- **BRIEF**
Rewrite the records below, substituting "image" for every occurrence of "photo" and leaving all other text unchanged.

★ ★ ★ ★ ★ ★ ★

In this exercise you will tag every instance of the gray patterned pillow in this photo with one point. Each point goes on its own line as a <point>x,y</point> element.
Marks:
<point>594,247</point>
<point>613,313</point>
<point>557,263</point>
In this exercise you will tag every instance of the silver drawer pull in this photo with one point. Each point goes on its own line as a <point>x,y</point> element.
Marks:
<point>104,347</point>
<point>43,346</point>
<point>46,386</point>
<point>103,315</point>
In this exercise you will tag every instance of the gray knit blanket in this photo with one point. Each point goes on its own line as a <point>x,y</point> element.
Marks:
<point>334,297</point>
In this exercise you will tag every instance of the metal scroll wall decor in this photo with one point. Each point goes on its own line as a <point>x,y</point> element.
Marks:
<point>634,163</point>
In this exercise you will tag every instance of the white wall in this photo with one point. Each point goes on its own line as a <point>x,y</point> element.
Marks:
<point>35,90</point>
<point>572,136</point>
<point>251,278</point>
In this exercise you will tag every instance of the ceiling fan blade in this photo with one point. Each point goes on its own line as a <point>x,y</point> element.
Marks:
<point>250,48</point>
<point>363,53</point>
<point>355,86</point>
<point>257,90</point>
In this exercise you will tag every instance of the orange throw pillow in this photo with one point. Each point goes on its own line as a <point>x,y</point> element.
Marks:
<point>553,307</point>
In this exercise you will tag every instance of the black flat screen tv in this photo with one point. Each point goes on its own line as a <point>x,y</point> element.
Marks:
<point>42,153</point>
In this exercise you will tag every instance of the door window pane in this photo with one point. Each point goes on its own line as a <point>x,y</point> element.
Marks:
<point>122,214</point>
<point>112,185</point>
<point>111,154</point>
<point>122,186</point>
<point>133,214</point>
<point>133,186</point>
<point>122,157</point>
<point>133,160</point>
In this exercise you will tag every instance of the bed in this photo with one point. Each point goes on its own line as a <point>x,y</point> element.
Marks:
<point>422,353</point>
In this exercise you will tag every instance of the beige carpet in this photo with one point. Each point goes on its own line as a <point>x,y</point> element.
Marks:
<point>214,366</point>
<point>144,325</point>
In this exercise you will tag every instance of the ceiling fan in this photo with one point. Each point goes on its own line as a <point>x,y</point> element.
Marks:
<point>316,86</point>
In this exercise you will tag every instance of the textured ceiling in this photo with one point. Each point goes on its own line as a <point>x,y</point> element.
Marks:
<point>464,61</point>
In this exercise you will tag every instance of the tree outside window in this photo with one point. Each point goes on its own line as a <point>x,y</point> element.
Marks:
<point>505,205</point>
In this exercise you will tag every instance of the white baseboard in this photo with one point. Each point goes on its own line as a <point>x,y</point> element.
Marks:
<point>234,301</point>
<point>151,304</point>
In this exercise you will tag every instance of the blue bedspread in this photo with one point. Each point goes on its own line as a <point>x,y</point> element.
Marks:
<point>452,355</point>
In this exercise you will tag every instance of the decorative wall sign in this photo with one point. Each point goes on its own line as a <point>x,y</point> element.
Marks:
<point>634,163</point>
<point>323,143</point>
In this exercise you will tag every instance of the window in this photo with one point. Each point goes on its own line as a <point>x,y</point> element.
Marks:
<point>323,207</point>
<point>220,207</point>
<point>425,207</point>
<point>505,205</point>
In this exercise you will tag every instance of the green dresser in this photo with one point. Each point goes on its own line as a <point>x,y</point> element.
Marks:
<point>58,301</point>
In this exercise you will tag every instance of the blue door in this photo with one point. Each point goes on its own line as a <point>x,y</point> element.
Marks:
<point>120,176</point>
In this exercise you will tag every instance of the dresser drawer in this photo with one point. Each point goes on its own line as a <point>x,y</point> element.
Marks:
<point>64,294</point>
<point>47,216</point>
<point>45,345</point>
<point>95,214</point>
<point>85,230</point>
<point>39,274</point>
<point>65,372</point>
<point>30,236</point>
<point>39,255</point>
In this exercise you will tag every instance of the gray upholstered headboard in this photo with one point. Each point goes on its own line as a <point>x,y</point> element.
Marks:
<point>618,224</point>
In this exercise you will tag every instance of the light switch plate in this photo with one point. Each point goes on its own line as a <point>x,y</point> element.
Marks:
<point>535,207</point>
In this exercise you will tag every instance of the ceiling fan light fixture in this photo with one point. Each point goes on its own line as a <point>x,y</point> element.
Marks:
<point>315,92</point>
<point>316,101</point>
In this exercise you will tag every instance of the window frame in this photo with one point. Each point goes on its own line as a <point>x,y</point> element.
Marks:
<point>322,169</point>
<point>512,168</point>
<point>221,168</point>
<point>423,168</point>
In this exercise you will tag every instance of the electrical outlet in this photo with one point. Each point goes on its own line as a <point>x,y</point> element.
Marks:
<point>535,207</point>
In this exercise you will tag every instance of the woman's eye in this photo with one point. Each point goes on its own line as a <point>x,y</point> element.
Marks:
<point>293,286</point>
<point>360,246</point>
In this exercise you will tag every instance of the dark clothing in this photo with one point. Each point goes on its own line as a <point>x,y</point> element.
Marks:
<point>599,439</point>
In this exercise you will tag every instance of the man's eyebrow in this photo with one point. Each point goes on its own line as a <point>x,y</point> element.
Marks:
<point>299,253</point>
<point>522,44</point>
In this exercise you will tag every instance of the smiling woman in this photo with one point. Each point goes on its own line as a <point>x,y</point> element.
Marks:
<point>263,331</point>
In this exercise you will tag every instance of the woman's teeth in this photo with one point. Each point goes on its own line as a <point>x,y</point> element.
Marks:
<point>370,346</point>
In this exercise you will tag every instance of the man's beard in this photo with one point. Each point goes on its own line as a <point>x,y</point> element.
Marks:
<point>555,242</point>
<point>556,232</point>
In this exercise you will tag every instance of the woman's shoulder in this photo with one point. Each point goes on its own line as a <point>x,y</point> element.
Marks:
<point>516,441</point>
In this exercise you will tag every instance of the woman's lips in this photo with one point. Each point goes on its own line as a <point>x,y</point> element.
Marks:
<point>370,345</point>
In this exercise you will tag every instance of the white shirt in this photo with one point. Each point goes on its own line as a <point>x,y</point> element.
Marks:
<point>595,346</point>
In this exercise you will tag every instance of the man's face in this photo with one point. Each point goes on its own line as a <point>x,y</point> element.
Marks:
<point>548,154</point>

★ ★ ★ ★ ★ ★ ★

- **THE RESULT**
In this exercise you will tag every instance of the gray patterned pillow in this image with one point. Each point goes on its own line as a <point>x,y</point> element.
Marks:
<point>594,247</point>
<point>613,313</point>
<point>557,263</point>
In this exercise you will tag every instance of the silver drawer pull in this image with one point. Each point goes on its own line as a <point>x,y</point> element.
Marks:
<point>104,347</point>
<point>43,346</point>
<point>46,386</point>
<point>103,315</point>
In this exercise you will tag every instance of the gray knit blanket in this image with one point. Each point goes on its own line as a <point>x,y</point> element.
Marks:
<point>334,297</point>
In this exercise you will tag every instance of the metal scroll wall decor in this image with one point. Each point goes on its own line as a <point>x,y</point> element.
Marks:
<point>634,163</point>
In this exercise you will tag every instance of the white wall in this image with one point. Each point goes on its own line as a <point>x,y</point> element.
Marks:
<point>35,90</point>
<point>572,136</point>
<point>251,278</point>
In this exercise you will tag every instance of the ceiling fan blade in this image with one point. Each point goes on its own line as a <point>x,y</point> element.
Marks:
<point>250,48</point>
<point>363,53</point>
<point>355,86</point>
<point>257,90</point>
In this exercise you will tag every instance of the orange throw pillow in this image with one point. Each point goes on its own line as a <point>x,y</point> element.
Marks:
<point>553,307</point>
In this exercise you will tag every instance of the black flat screen tv in this image with one point. Each point goes on its own line as a <point>x,y</point> element.
Marks:
<point>42,153</point>
In this exercise you will tag every instance of the door window pane in this image with one point. Each point goes on its own line as a <point>x,y</point> element.
Marks:
<point>122,214</point>
<point>112,185</point>
<point>111,154</point>
<point>122,186</point>
<point>133,214</point>
<point>133,186</point>
<point>122,157</point>
<point>133,160</point>
In this exercise you will tag every instance of the bed in this image with one point. Each point goes on its own line as a <point>x,y</point> element.
Marks:
<point>422,353</point>
In this exercise you will tag every instance of the beige carpet in this image with one point. Each point goes on its own line as a <point>x,y</point> element.
Marks:
<point>214,366</point>
<point>144,325</point>
In this exercise you will tag every instance of the ceiling fan in this image with one point. Each point goes on its own line as a <point>x,y</point> element.
Marks:
<point>316,86</point>
In this exercise you will tag every instance of the textured ceiling in this image with one point. Each point goes on its own line as a <point>x,y</point> element.
Marks:
<point>464,61</point>
In this exercise you will tag every instance of the tree outside window in this image with one point. Each point goes on its own line as a <point>x,y</point> element.
Marks:
<point>505,205</point>
In this exercise you will tag every instance of the white baseboard in this image with one point. Each point goes on its own line as a <point>x,y</point> element.
Marks:
<point>234,301</point>
<point>151,304</point>
In this exercise you will tag every instance of the blue bedspread in this image with one point. Each point goes on its own line as a <point>x,y</point> element.
Marks:
<point>452,355</point>
In this exercise you will tag every instance of the decorative wall sign in this image with one point. Each point goes on its own line as a <point>x,y</point> element.
Marks:
<point>634,163</point>
<point>323,143</point>
In this exercise you will tag every instance of the window in this image with one point. Each point goes on its own line as a <point>x,y</point> element.
Marks:
<point>323,207</point>
<point>220,207</point>
<point>425,207</point>
<point>505,205</point>
In this exercise you will tag every instance of the green dresser in this image with one point. Each point goes on its own line as a <point>x,y</point> element.
Marks:
<point>58,301</point>
In this exercise you will tag every instance of the blue door in this image with one point. Each point goes on its own line as a <point>x,y</point> element.
Marks:
<point>120,176</point>
In this exercise you will tag every instance of the dresser drawer in this image with one point. Each point goes on its own line as a <point>x,y</point> element.
Marks:
<point>64,294</point>
<point>47,216</point>
<point>45,345</point>
<point>95,214</point>
<point>85,230</point>
<point>39,274</point>
<point>65,372</point>
<point>30,236</point>
<point>39,255</point>
In this exercise you will tag every instance of the gray upholstered headboard in this image with one point. Each point goes on its own line as a <point>x,y</point> element.
Marks:
<point>618,224</point>
In this exercise you will tag every instance of the light switch plate in this image with one point. Each point goes on its own line as a <point>x,y</point> element.
Marks:
<point>535,207</point>
In this exercise you will tag every instance of the ceiling fan light fixture in this image with one point. Each point goes on its own line as a <point>x,y</point> element.
Marks:
<point>315,92</point>
<point>316,101</point>
In this exercise you will tag every instance of the window frame in this image with one point. Each point goes on its own line as a <point>x,y</point> element.
Marks:
<point>322,169</point>
<point>512,168</point>
<point>221,168</point>
<point>423,168</point>
In this exercise you will tag every instance of the electrical outlet in this image with one point. Each point goes on its own line as a <point>x,y</point> element.
Marks:
<point>535,207</point>
In this exercise you will tag every instance of the woman's eye in this image with one point. Each point goes on its own line as a <point>x,y</point> element.
Marks:
<point>293,286</point>
<point>360,246</point>
In this exercise you will tag every instance of the dark clothing in this image with one point. Each point goes on its own line as a <point>x,y</point> element.
Marks:
<point>599,439</point>
In this exercise you will tag every instance of the man's eyebrow in this image with one point. Each point goes on its own line as a <point>x,y</point> element.
Marks:
<point>299,253</point>
<point>522,44</point>
In this exercise you will tag every instance of the smiling woman in this image with one point. Each point goes on its own line as a <point>x,y</point> element.
Marks:
<point>263,331</point>
In this exercise you will tag every instance of the woman's teeth in this image with one point. Each point goes on its own line as a <point>x,y</point> element.
Marks:
<point>370,346</point>
In this exercise you will tag every instance of the man's beard in this image with one point. Each point goes on its own line as a <point>x,y</point> element.
Marks:
<point>555,242</point>
<point>556,232</point>
In this exercise you will tag every instance of the woman's shoulder in this image with one point. Each point goes on its own line as a <point>x,y</point> element.
Marks:
<point>516,441</point>
In this exercise you will tag every instance of the woman's lips in this image with one point. Each point goes on its own line as a <point>x,y</point> element.
Marks:
<point>370,345</point>
In this exercise you will tag every instance of the white shirt in this image with one point. Each point goes on its own line as a <point>x,y</point> element.
Marks:
<point>595,346</point>
In this exercise you will tag every instance of the man's face in this image with one point. Each point goes on its own line as a <point>x,y</point> element.
Marks:
<point>548,154</point>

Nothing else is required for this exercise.